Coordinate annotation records
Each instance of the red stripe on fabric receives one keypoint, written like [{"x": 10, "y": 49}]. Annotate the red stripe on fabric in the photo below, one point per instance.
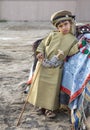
[
  {"x": 80, "y": 90},
  {"x": 65, "y": 90}
]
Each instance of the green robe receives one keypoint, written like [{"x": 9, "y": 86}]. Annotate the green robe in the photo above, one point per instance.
[{"x": 45, "y": 87}]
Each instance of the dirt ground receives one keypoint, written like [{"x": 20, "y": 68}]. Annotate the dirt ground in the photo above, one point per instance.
[{"x": 15, "y": 61}]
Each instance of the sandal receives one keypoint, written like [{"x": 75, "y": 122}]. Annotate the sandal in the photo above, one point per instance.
[
  {"x": 50, "y": 114},
  {"x": 40, "y": 111}
]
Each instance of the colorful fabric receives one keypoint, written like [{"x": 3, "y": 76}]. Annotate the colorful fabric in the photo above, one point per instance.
[{"x": 76, "y": 75}]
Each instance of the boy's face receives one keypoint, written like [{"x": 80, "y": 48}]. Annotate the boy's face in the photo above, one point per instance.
[{"x": 64, "y": 27}]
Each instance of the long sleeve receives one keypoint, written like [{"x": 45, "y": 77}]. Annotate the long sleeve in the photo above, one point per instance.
[{"x": 45, "y": 42}]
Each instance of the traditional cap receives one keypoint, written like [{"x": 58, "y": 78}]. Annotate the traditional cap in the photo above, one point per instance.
[
  {"x": 60, "y": 16},
  {"x": 87, "y": 36}
]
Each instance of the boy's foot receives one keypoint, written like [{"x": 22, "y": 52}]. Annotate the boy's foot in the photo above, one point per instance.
[
  {"x": 50, "y": 114},
  {"x": 40, "y": 111}
]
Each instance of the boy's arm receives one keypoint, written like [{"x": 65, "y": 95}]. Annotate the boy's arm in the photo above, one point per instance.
[{"x": 74, "y": 49}]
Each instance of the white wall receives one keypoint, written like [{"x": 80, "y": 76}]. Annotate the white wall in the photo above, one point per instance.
[{"x": 33, "y": 10}]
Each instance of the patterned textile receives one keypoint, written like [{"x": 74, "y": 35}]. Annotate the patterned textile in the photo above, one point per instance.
[{"x": 76, "y": 75}]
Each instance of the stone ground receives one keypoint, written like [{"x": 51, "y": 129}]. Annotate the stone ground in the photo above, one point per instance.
[{"x": 16, "y": 40}]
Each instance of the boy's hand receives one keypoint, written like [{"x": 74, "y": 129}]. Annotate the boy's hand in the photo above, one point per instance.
[{"x": 40, "y": 56}]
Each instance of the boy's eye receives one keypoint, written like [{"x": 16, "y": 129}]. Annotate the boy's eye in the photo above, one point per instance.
[{"x": 65, "y": 24}]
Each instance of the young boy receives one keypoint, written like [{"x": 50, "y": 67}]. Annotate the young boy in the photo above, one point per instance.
[{"x": 45, "y": 86}]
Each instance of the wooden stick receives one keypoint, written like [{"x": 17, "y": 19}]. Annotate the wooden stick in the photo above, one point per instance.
[{"x": 23, "y": 109}]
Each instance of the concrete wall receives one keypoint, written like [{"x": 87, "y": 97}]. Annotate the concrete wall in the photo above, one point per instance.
[
  {"x": 41, "y": 10},
  {"x": 33, "y": 10},
  {"x": 83, "y": 10}
]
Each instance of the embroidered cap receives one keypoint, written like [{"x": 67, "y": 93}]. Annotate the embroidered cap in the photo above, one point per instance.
[
  {"x": 87, "y": 36},
  {"x": 59, "y": 16}
]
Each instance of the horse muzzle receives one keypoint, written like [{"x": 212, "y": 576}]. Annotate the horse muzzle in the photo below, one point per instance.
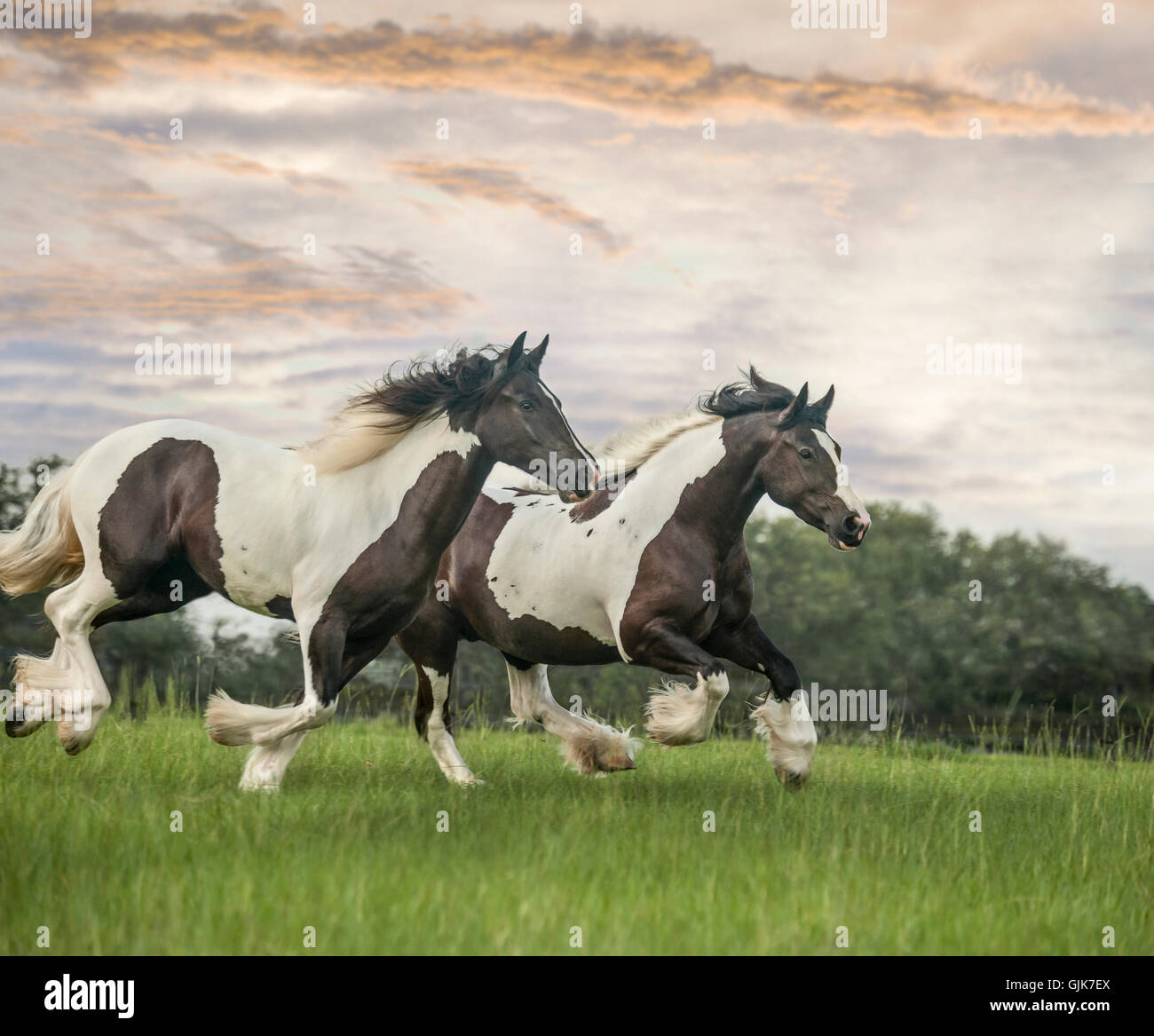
[{"x": 850, "y": 534}]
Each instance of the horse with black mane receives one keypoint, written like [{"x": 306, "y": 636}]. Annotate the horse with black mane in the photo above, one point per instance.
[
  {"x": 650, "y": 570},
  {"x": 343, "y": 534}
]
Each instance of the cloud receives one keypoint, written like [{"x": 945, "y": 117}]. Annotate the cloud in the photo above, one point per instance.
[
  {"x": 502, "y": 185},
  {"x": 637, "y": 74}
]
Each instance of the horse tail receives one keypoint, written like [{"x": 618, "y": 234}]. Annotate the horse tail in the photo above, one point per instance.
[{"x": 45, "y": 550}]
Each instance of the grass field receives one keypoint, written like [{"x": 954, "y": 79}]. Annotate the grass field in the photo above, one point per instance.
[{"x": 878, "y": 842}]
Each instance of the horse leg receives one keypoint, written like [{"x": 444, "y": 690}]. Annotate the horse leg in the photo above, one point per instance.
[
  {"x": 681, "y": 713},
  {"x": 431, "y": 642},
  {"x": 322, "y": 643},
  {"x": 30, "y": 711},
  {"x": 265, "y": 765},
  {"x": 588, "y": 747},
  {"x": 70, "y": 677},
  {"x": 786, "y": 724}
]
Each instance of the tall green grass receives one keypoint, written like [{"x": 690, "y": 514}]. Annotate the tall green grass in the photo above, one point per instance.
[{"x": 878, "y": 843}]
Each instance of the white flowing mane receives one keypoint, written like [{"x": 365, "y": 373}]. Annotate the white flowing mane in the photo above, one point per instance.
[
  {"x": 357, "y": 434},
  {"x": 630, "y": 447}
]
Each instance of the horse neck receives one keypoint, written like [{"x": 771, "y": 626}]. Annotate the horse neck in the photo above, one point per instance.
[
  {"x": 446, "y": 500},
  {"x": 719, "y": 492}
]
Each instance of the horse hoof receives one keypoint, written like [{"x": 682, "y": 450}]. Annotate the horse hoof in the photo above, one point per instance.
[{"x": 792, "y": 781}]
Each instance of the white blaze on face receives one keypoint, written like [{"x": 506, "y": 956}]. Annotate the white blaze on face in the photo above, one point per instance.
[
  {"x": 565, "y": 420},
  {"x": 843, "y": 490}
]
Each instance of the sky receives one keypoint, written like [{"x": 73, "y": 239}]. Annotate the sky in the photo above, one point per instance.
[{"x": 814, "y": 201}]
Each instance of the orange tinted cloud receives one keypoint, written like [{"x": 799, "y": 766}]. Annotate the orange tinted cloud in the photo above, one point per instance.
[{"x": 642, "y": 75}]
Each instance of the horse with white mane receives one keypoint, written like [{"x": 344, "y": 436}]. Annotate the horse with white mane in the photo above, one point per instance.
[
  {"x": 650, "y": 570},
  {"x": 343, "y": 534}
]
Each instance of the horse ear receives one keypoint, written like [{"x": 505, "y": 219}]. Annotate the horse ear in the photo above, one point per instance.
[
  {"x": 534, "y": 357},
  {"x": 826, "y": 401},
  {"x": 512, "y": 357},
  {"x": 789, "y": 415}
]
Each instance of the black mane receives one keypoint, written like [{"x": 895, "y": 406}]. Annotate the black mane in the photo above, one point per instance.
[
  {"x": 425, "y": 389},
  {"x": 755, "y": 395}
]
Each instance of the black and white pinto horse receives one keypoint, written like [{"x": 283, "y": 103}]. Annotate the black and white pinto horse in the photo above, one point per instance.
[
  {"x": 343, "y": 534},
  {"x": 650, "y": 570}
]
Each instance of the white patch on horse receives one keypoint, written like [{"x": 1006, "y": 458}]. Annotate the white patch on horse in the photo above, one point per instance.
[
  {"x": 581, "y": 573},
  {"x": 845, "y": 493}
]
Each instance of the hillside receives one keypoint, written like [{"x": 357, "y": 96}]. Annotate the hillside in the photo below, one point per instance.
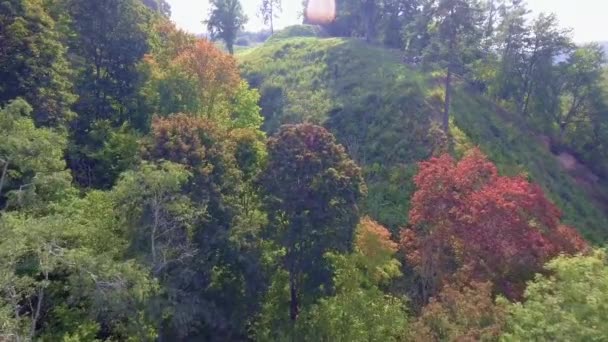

WHAT IS EXPECTED -
Write the listing above out again exactly, dropping each image.

SOLUTION -
Each instance of the red stripe on fabric receives one keypoint, written like [{"x": 10, "y": 49}]. Annotate the red stripe on fabric in the photo below, one point per instance.
[
  {"x": 80, "y": 90},
  {"x": 65, "y": 90}
]
Each instance of the green robe receives one keypoint, written like [{"x": 9, "y": 86}]. Annotate the green robe in the photo above, one point per instance.
[{"x": 45, "y": 87}]
Each instance of the dirt ground receives one keypoint, written like [{"x": 20, "y": 68}]. Annotate the dirt ground in the photo above, one point per instance.
[{"x": 15, "y": 61}]
Each instance of the sandal receives one keypoint, written like [{"x": 75, "y": 122}]. Annotate the sandal in the photo above, one point per instance.
[
  {"x": 50, "y": 114},
  {"x": 40, "y": 111}
]
Each instance of the colorful fabric receives one keypoint, written like [{"x": 3, "y": 76}]. Annotate the colorful fabric in the photo above, one point per instance.
[{"x": 76, "y": 75}]
Each instance of the boy's face receives one keypoint, written like [{"x": 80, "y": 48}]. Annotate the boy's face in the photo above, one point per instance.
[{"x": 64, "y": 27}]
Each instance of the long sleeve receives one keypoint, written like [{"x": 45, "y": 77}]. Annotate the long sleeve in the photo above, one point per instance.
[{"x": 45, "y": 42}]
Each instance of the traditional cap receives one keypoint, written like [{"x": 58, "y": 78}]. Annotate the traditional cap in the photo above, one point per instance.
[
  {"x": 60, "y": 16},
  {"x": 87, "y": 36}
]
Each instance of the boy's foot receives one keypoint, written like [{"x": 22, "y": 52}]. Annotate the boy's foot in the photo above, one point per instance.
[
  {"x": 50, "y": 114},
  {"x": 40, "y": 111}
]
Each instance of the boy's arm receives one keypoint, written like [{"x": 65, "y": 95}]. Annotate the boy's arm in the photo above, one point per instance.
[{"x": 74, "y": 49}]
Each instance of the white wall receives one keypoint, written like [{"x": 80, "y": 76}]. Annotate the white wall in the photo above, one point per instance.
[{"x": 33, "y": 10}]
Each instance of the patterned textile receives one keypoint, written like [{"x": 74, "y": 35}]. Annotate the patterned textile in the photo above, one point per instance.
[{"x": 76, "y": 75}]
Each instance of the stone ground receives one keypoint, written like [{"x": 51, "y": 129}]. Annotate the stone ground in the photo above, one point per instance.
[{"x": 16, "y": 40}]
Each instance of the boy's hand receives one keypoint, written like [{"x": 74, "y": 129}]. Annotate the boy's hand in the photo above, one point per instance.
[{"x": 40, "y": 56}]
Each instance of the boy's eye receives one keypoint, written like [{"x": 16, "y": 129}]. Annotate the boy's eye in the photo above, one point per instance.
[{"x": 65, "y": 24}]
Each instance of the young boy receives one keypoint, written like [{"x": 50, "y": 67}]. Annotate the young boy in the photo above, one point per instance.
[{"x": 45, "y": 86}]
Each instance of the wooden stick receives one keypoint, written like [{"x": 17, "y": 19}]. Annotate the wooden stick in the photo above, one point per instance.
[{"x": 23, "y": 109}]
Each instance of the concrete wall receives one keypoint, written like [{"x": 87, "y": 97}]. Annotate the concrete wall in the photo above, one point per instance.
[
  {"x": 41, "y": 10},
  {"x": 33, "y": 10},
  {"x": 83, "y": 10}
]
Each instance of the embroidered cap receives one keypoint, written like [{"x": 67, "y": 93}]. Annotate the embroidered cap in the photo above, one point per instance.
[
  {"x": 87, "y": 36},
  {"x": 59, "y": 16}
]
Each instance of the horse muzzle receives one keypoint, written like [{"x": 212, "y": 576}]. Annotate the horse muzzle in the photo below, one point per instance.
[{"x": 850, "y": 534}]
Each instance of the horse with black mane receives one keypoint, written like [{"x": 306, "y": 636}]. Annotate the horse with black mane in the photo above, one point per instance.
[
  {"x": 650, "y": 570},
  {"x": 343, "y": 534}
]
Each instance of the cloud receives one keypoint, written like [{"x": 945, "y": 117}]. Annotate the cloud in the photo above, one point per instance.
[
  {"x": 502, "y": 185},
  {"x": 637, "y": 74}
]
Each instance of the horse tail receives one keypoint, written like [{"x": 618, "y": 234}]. Annotate the horse tail in the photo above, one point per instance.
[{"x": 45, "y": 550}]
Each instance of the grass field receives one keypoint, written like [{"x": 954, "y": 79}]. Annotate the grass field in the photo above, one point per instance.
[{"x": 878, "y": 842}]
Each instance of the horse leg receives one keypoint, written like [{"x": 444, "y": 690}]. Annotate the horse leg in the photo above, one point per instance.
[
  {"x": 681, "y": 713},
  {"x": 431, "y": 642},
  {"x": 322, "y": 643},
  {"x": 30, "y": 711},
  {"x": 265, "y": 765},
  {"x": 588, "y": 747},
  {"x": 70, "y": 677},
  {"x": 786, "y": 724}
]
Each instance of the tall green grass receives one keypoint, written like [{"x": 690, "y": 514}]. Annotate the tall green grass in the photo above, one point per instance.
[{"x": 878, "y": 843}]
Each instance of the white flowing mane receives one keypoint, written like [{"x": 365, "y": 373}]. Annotate the white flowing mane in the photo above, one point per instance.
[
  {"x": 357, "y": 434},
  {"x": 630, "y": 447}
]
Each instance of the horse neck receives one keypoint, written like [{"x": 771, "y": 626}]. Annotate the horse neck in the photo above, one point per instance.
[
  {"x": 446, "y": 500},
  {"x": 719, "y": 492}
]
Each instance of the horse hoof receives one keypoint, written like [{"x": 682, "y": 450}]. Annotate the horse hoof in the photo above, one point per instance.
[{"x": 792, "y": 781}]
Each instance of the white blaze on face receives one keypoint, written like [{"x": 506, "y": 956}]. Annotate the white blaze on face in the photo above, one point per instance.
[
  {"x": 565, "y": 420},
  {"x": 843, "y": 490}
]
Each instance of the sky receives one keypoint, written like [{"x": 73, "y": 239}]. Annotate the sky in the photo above, one point per instance.
[{"x": 814, "y": 201}]
Each instance of the orange tinted cloud receives one keypoint, written like [{"x": 799, "y": 766}]. Annotate the orange tinted cloud in the photo above, one point per instance.
[{"x": 642, "y": 75}]
Each instance of the horse with white mane receives one keypoint, written like [{"x": 344, "y": 436}]. Annotate the horse with white mane in the photo above, one point per instance.
[
  {"x": 650, "y": 570},
  {"x": 343, "y": 534}
]
Each instance of the horse ear receives one keypoint, written like [{"x": 505, "y": 219}]. Annotate the horse ear in the photo above, one point per instance.
[
  {"x": 534, "y": 357},
  {"x": 826, "y": 401},
  {"x": 512, "y": 357},
  {"x": 789, "y": 415}
]
Each instance of the black mane receives one keypoint, written like [{"x": 895, "y": 406}]. Annotate the black mane in the photo above, one point per instance.
[
  {"x": 425, "y": 389},
  {"x": 755, "y": 395}
]
Each instance of the black and white pinto horse receives one keypoint, written like [{"x": 283, "y": 103}]. Annotate the black and white pinto horse in the photo above, one point per instance.
[
  {"x": 343, "y": 534},
  {"x": 650, "y": 570}
]
Each instance of the white patch on horse receives one keypoint, written like [{"x": 1006, "y": 458}]. Annotate the white patch on horse in the photo above, one point per instance.
[
  {"x": 581, "y": 573},
  {"x": 845, "y": 493}
]
Each instance of the hillside receives one keypoint, written like [{"x": 357, "y": 96}]. Annotate the hillside in the photo below, one point per instance.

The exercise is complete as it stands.